### What is expected
Transcribe the part of the B12 forum thread below from "It just turned" up to and including "shift by ear.".

### Excerpt
————
# My B12



## Rapmaster W (Jan 10, 2005)

Hey guys,
Here are some pictures of my 1990 B12:
http://www.accesswave.ca/~darrylandrews/carpics/2.JPG
http://www.accesswave.ca/~darrylandrews/carpics/4.JPG
http://www.accesswave.ca/~darrylandrews/carpics/1.JPG
http://www.accesswave.ca/~darrylandrews/carpics/3.JPG
This is my first car and I bought it last June for only $1000!
It just turned up 310 000 kms and the only thing mechanical I have done to it was put in a new front axel, the thing rides like a brand new car. It's got the mighty GA16i in it, but it's enough power for now I guess, it gets the job done. I will eventually attempt the guage cluster swap, I don't like having to shift by ear.


----------



## RBI*04 (Sep 10, 2004)

Rapmaster W said:


> Hey guys,
> Here are some pictures of my 1990 B12:
> http://www.accesswave.ca/~darrylandrews/carpics/2.JPG
> http://www.accesswave.ca/~darrylandrews/carpics/4.JPG
> ...


i prefer no tach in my B13 E. its helped me learn stick overall better. 






btw: i shift according to the speedometer


----------



## idrivea200sxSe-R (Oct 26, 2003)

^ i didnt know that the lack of a tach could make someone drive better


----------



## Rapmaster W (Jan 10, 2005)

yup, put the car to the floor and once the speedo stops climbing, grab another gear...


----------



## RBI*04 (Sep 10, 2004)

idrivea200sxSe-R said:


> ^ i didnt know that the lack of a tach could make someone drive better


  hahaha you are soooooo funny. it tought me how to drive a car by ear, i guess you can say. i valet park cars and whenever i park a standard car i never look at the tach, and ive yet to stall a car.....so go figure


----------



## Radioaktiv (Feb 12, 2004)

hot damn thats clean

i like it a lot


----------



## RBI*04 (Sep 10, 2004)

Rapmaster W said:


> yup, put the car to the floor and once the speedo stops climbing, grab another gear...
————
### Supplied data
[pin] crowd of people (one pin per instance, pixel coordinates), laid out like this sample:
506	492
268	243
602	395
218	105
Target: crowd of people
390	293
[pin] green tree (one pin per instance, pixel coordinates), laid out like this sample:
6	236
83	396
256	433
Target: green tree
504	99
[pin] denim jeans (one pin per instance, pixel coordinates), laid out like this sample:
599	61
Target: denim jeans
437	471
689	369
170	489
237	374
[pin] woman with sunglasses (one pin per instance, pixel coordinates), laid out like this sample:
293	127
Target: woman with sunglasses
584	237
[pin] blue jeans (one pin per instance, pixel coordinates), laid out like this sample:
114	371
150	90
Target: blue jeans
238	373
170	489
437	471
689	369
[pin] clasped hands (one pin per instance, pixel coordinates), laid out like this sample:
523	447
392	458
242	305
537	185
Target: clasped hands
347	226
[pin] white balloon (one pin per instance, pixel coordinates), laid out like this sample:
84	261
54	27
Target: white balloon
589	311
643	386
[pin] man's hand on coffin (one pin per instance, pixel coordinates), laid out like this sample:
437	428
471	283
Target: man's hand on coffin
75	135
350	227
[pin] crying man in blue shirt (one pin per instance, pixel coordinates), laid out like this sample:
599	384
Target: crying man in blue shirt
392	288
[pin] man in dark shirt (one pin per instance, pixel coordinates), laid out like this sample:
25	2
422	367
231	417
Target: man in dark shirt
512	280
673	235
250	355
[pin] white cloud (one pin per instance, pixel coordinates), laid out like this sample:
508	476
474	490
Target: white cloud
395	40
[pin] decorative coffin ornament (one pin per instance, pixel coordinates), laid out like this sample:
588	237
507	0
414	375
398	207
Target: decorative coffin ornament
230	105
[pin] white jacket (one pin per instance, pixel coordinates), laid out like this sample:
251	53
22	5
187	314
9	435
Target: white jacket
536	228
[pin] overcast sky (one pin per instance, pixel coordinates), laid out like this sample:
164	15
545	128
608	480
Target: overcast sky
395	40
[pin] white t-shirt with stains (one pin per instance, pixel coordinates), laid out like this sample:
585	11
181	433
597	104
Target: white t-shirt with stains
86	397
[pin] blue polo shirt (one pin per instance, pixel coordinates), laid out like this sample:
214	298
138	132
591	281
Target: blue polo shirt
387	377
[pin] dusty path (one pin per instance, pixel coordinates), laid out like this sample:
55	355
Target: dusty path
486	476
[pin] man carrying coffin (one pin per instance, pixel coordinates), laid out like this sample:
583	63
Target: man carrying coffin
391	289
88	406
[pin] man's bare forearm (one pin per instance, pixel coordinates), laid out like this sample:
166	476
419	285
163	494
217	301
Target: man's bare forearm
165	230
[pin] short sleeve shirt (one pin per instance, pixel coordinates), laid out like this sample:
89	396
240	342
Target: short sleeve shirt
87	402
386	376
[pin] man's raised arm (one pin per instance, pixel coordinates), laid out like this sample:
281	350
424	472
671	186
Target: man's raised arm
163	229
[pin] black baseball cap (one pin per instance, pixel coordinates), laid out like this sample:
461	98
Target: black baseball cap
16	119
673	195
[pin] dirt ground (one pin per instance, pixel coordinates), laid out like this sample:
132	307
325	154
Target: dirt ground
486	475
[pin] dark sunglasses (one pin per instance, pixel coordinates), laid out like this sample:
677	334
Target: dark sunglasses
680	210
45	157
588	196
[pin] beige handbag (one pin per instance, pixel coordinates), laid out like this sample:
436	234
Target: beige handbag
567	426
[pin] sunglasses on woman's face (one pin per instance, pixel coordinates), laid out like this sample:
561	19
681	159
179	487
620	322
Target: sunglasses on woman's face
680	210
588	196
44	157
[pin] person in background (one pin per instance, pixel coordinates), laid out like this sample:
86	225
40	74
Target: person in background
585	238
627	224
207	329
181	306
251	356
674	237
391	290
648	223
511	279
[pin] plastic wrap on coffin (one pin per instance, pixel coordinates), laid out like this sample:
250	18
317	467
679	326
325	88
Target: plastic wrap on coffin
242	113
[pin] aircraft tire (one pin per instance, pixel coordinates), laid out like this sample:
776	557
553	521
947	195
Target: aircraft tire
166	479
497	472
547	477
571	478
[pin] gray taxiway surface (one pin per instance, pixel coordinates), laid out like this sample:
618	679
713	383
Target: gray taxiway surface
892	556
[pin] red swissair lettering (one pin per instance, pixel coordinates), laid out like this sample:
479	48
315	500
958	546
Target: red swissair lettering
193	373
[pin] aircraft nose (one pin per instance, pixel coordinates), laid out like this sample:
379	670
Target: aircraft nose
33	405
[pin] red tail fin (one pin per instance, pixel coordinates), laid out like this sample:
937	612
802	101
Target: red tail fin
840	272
————
### Expected answer
It just turned up 310 000 kms and the only thing mechanical I have done to it was put in a new front axel, the thing rides like a brand new car. It's got the mighty GA16i in it, but it's enough power for now I guess, it gets the job done. I will eventually attempt the guage cluster swap, I don't like having to shift by ear.